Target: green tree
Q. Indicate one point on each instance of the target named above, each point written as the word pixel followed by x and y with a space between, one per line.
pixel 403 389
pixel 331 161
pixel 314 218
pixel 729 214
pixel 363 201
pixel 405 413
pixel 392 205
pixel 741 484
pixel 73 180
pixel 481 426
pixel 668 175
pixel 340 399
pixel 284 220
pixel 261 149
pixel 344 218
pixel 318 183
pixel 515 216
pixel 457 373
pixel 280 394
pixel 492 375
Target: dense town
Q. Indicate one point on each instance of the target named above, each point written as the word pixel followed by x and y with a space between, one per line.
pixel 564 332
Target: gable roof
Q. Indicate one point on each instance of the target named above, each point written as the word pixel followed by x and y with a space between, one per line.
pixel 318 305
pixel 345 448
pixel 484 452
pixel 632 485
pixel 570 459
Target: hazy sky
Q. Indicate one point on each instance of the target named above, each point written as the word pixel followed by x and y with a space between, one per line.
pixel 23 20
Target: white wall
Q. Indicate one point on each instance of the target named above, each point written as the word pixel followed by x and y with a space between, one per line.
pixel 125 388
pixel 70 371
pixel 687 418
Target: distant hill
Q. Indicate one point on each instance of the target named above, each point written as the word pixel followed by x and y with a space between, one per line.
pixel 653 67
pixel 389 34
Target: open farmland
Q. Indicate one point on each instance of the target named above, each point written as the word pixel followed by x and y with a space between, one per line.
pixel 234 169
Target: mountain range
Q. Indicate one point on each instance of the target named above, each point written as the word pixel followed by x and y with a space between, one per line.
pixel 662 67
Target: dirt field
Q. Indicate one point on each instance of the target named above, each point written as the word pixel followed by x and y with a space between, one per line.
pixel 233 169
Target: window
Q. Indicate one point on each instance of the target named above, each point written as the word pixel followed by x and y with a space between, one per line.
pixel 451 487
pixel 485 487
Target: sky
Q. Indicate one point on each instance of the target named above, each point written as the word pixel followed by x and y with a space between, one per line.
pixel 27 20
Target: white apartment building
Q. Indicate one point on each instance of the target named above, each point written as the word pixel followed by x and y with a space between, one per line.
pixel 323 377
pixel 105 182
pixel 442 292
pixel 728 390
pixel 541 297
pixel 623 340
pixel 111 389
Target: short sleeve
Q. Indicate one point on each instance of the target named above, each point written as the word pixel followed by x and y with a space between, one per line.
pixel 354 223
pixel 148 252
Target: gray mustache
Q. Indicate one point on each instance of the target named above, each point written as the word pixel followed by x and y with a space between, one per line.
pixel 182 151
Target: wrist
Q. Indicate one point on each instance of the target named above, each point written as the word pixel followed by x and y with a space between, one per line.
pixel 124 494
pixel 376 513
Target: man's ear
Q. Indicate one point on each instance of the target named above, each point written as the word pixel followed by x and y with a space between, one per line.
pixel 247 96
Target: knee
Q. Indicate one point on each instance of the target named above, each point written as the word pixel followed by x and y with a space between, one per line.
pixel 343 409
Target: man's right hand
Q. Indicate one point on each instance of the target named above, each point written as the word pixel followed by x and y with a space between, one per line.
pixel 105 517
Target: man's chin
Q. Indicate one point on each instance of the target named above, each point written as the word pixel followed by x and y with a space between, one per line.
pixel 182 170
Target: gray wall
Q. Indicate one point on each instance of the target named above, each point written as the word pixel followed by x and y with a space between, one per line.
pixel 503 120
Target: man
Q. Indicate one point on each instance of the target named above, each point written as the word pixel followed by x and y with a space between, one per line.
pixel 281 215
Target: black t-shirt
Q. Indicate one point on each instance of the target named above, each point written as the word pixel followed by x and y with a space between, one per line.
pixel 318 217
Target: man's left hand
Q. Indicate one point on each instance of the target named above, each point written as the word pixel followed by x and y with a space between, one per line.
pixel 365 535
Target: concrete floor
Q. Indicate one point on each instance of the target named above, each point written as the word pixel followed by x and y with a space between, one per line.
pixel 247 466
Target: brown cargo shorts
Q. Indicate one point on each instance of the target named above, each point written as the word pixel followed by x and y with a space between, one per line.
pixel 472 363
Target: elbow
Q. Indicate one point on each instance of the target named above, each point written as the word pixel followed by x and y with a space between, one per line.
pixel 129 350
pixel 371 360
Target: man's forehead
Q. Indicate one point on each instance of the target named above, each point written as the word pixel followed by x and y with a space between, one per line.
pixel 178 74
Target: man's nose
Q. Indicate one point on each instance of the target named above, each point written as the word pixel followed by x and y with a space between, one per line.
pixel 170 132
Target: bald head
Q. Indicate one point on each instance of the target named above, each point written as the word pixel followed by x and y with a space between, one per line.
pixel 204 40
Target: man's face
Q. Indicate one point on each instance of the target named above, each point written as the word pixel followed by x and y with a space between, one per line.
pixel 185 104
++++++++++++++++++++
Copy out every item above word for word, from start to finish.

• CORRECT RESPONSE:
Target: green tree
Q. Indicate one point on each instance of the target named above, each point written as the word pixel followed by x and y with a space between, one per line.
pixel 403 389
pixel 331 161
pixel 314 218
pixel 729 214
pixel 363 201
pixel 405 413
pixel 392 205
pixel 741 484
pixel 73 180
pixel 481 426
pixel 668 175
pixel 340 399
pixel 284 220
pixel 261 149
pixel 344 218
pixel 318 183
pixel 515 216
pixel 457 373
pixel 280 394
pixel 492 375
Target: dense town
Q. Indicate one point on each instance of the target named above, each point written as the word pixel followed by x and y with a space between, one per line.
pixel 564 332
Target: gable roof
Q. Indicate one point on each instance of the target named above, each point written as the word pixel followed by x and y with a space between, one per line.
pixel 318 305
pixel 345 448
pixel 484 452
pixel 632 485
pixel 570 459
Target: hazy sky
Q. Indicate one point on each instance of the target named above, each point written as the word pixel followed by x and y with a space between, one per line.
pixel 23 20
Target: white wall
Q. Indicate one point on each instance of the target named above, each point written as the word pixel followed by x and y with a space between, one per line.
pixel 125 388
pixel 70 371
pixel 687 418
Target: distant hill
Q. Indicate one point on each instance of the target named above, each point written as the word pixel followed by x and y with a space between, one per line.
pixel 653 67
pixel 389 34
Target: open farmland
Q. Indicate one point on each instance of the target named above, each point written as the word pixel followed by x and y with a space between, one per line.
pixel 234 169
Target: mountain range
Q. Indicate one point on each instance of the target named above, each point written as the word pixel followed by x and y with a space between, one per line.
pixel 662 67
Target: dirt field
Q. Indicate one point on each instance of the target named above, each point written as the word pixel followed by x and y with a space between, one per line.
pixel 233 169
Target: window
Q. Indicate one point on each instance of the target named above, each point written as the word pixel followed by x and y with a space between, one per line.
pixel 451 487
pixel 485 487
Target: sky
Q. Indicate one point on each instance of the target named above, each point written as the word pixel followed by x and y with a space between, one per line.
pixel 27 20
Target: white apartment building
Q. Indicate one point on each instance of the target named above, each point written as the word pixel followed by x and y with a space between, one per line.
pixel 323 377
pixel 105 182
pixel 442 292
pixel 728 390
pixel 541 297
pixel 623 340
pixel 111 389
Target: short sleeve
Q. Indicate one point on each instance of the target named above, each point written as the word pixel followed by x and y with a space between, one per line.
pixel 354 223
pixel 148 252
Target: gray mustache
Q. Indicate one point on each instance of the target named above, each point written as the word pixel followed by x and y with a space between, one per line.
pixel 182 151
Target: wrist
Q. Indicate one point on each instance of the target named above, each point written as the word pixel followed by x and y with a space between, one per line.
pixel 124 494
pixel 376 513
Target: man's ear
Q. Indicate one point on each instance of the target named above, each point written as the word pixel followed by x and y with a space between, one per line.
pixel 247 96
Target: knee
Q. Indicate one point on each instance of the target named above, each point written as the word pixel followed by x and y with a space between, one per line.
pixel 343 409
Target: man's right hand
Q. Indicate one point on each instance of the target named above, each point written as the word pixel followed by x and y with a space between, one per line.
pixel 105 517
Target: man's chin
Q. Indicate one point on each instance of the target named above, each point written as the word pixel followed by x and y with a space between, one per line.
pixel 182 170
Target: gray wall
Q. Indicate one point on each instance of the target named above, each point written as the word pixel followed by x and y with a space between, one per line.
pixel 503 120
Target: man
Q. Indicate one point on each instance of the target named above, each point written as the word pixel followed by x and y with a space between, one per line.
pixel 281 215
Target: black t-shirt
Q. Indicate one point on each instance of the target named above, each point written as the word pixel followed by x and y with a space between, one per line.
pixel 318 217
Target: man's left hand
Q. Indicate one point on each instance of the target named above, each point written as the word pixel followed by x and y with a space between, one per line.
pixel 365 535
Target: concrete floor
Q. Indicate one point on each instance of the target named above, each point written as the word pixel followed by x and y with a space between, one per line.
pixel 247 466
Target: brown cargo shorts
Q. Indicate one point on each instance of the target named above, each point written as the word pixel followed by x and y with a space between, one per line.
pixel 472 363
Target: elbow
Q. Indicate one point on each instance of the target named above, each point written as the word pixel followed by x and y with a space between, one per line.
pixel 129 350
pixel 371 360
Target: man's forehead
Q. Indicate one point on each instance of the target named above, each point written as the word pixel followed by x and y with a space between, one per line.
pixel 178 74
Target: man's nose
Q. Indicate one point on each instance of the target named above, each point written as the word pixel followed by x and y with a space between, one per line.
pixel 170 132
Target: bald head
Q. Indicate one point on each instance of the target named above, each point written as the word pixel followed by x and y with a space between, one per line.
pixel 204 40
Target: man's face
Q. Indicate one point on each instance of the target named above, each point written as the word pixel followed by x and y with a space between, one per line.
pixel 185 104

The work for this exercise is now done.